It’s sleep awareness week. I’m not a good sleeper. I’ve never been a good sleeper, but I’m definitely bad at sleeping now. 
I don’t sleep very much or have good quality sleep at night. I never wake up feeling rested. I have naps in the day and generally get better quality sleep during the day, but obviously I can’t sleep all day and not at night. In a ‘good’ 24 hours period of nighttime/naps, I sleep for about 7 hours. On a ‘bad’ night/naps I get between 3-4 hours. Sometimes, the opposite happens and I sleep for 21 hours out of 24 and only wake up to eat if shaken awake and to go to the toilet. But that’s not healthy either! It’s either I’m too tired to sleep, which sounds weird, or I’m essentially comatose. There doesn’t seem to be an in between. It’s quite common for people with adrenal insufficiency to have disrupted sleep, but there’s little in the way of studies to work out why. One of my theories is I sleep better during the day because my body has the cortisol it needs when I take my tablets, and I don’t sleep at night because my levels drop when I’m not taking my tablets so my body tries to keep itself awake to survive. But there might be other things going on too.

I can go to sleep fine, that’s not the problem. I wake up like I’ve been electrocuted at roughly the same time every night having sweated through my pyjamas, shaking, feeling sick. Sometimes it happens more than once and I need to get up to eat something. It quite often takes a while to settle down again and go back to sleep, if I manage to go back to sleep. 

So I’m being referred to a sleep doctor. I have to say I’m relieved, I haven’t had a decent night’s sleep in about 3 years and that’s enough to drive anyone crazy! I’ve tried many, many different things myself and not got anywhere. It could be a number of things, but at the moment the working theories are:

– sleep apnea. This is where you temporarily stop breathing and start again. It sounds worse than it actually is. Apparently I have a wonky soft palette and chin or something which makes me more likely to have it. 

– there are many hormones that can cause disrupted sleep if they’re missing, cortisol being one. You might be asleep at night but there’s still a lot going on in the background. So if there’s a hormone missing, that might be waking me up.

– nightmares causing a drop in cortisol. My body doesn’t go ‘oh it’s ok it was a nightmare’ when I wake up, it goes into panic mode because it’s not made any cortisol to counteract what’s going on. So it perceives the ‘threat’ of the nightmare as real long after I’ve woken up, floods my body with adrenaline which I can’t get rid of easily, which keeps me awake.

-- Questions --
**1.** Can you reproduce the sleep post word for word, starting with "So I’m being" and going on through "to have it."?
**2.** According to the sleep post, why might the writer sleep better during the day than at night?
The rows come from a separate source, not from the sleep post.

-- The data --

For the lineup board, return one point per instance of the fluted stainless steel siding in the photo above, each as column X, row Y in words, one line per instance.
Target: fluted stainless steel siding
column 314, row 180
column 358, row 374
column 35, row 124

-- Results for each task --
**1.**
So I’m being referred to a sleep doctor. I have to say I’m relieved, I haven’t had a decent night’s sleep in about 3 years and that’s enough to drive anyone crazy! I’ve tried many, many different things myself and not got anywhere. It could be a number of things, but at the moment the working theories are:

– sleep apnea. This is where you temporarily stop breathing and start again. It sounds worse than it actually is. Apparently I have a wonky soft palette and chin or something which makes me more likely to have it.

**2.** The writer's theory is that during the day their body has the cortisol it needs because they take their tablets then. At night they aren't taking tablets, so their levels drop and their body tries to keep itself awake to survive.